## START Information shown

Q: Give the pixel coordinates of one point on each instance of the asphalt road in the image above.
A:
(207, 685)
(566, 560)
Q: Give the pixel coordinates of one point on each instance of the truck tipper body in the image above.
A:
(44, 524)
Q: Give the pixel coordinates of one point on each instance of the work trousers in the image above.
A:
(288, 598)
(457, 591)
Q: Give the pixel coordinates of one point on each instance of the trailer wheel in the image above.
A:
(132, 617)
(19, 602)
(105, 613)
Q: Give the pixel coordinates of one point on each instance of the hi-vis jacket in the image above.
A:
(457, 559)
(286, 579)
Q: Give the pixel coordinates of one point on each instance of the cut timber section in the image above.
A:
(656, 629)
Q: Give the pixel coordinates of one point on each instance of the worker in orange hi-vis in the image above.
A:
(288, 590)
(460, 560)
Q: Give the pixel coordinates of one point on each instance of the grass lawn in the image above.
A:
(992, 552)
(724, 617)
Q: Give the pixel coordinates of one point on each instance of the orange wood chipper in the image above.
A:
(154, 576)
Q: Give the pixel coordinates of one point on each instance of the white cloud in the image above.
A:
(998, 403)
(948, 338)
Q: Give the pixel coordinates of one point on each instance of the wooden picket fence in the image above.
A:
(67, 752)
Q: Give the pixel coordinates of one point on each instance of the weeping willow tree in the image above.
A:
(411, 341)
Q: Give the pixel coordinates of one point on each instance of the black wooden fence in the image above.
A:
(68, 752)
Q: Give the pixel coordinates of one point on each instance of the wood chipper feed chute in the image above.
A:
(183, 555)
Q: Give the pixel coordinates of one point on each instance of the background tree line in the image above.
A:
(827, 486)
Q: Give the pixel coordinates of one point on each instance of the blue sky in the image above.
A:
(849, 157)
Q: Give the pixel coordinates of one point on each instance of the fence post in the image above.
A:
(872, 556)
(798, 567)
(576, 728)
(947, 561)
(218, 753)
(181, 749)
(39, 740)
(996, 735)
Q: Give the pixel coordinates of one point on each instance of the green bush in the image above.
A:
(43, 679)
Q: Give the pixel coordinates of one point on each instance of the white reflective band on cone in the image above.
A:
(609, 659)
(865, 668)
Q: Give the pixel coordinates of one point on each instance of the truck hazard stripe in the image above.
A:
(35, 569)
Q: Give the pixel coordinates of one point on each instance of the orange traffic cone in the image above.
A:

## END Information shown

*Stated exercise*: Copy the lines of the records starting at the line containing "stripe in the image above." and ending at the end of the records, requests included. Multiply every coordinate in the answers by 1.3 and round to whole numbers, with halves rounded up.

*Finished answer*:
Q: Give the pixel coordinates of one point on each instance of the truck hazard stripe in the image above.
A:
(46, 740)
Q: Give the pixel coordinates of one point on each instance of the orange traffic cone in the image above.
A:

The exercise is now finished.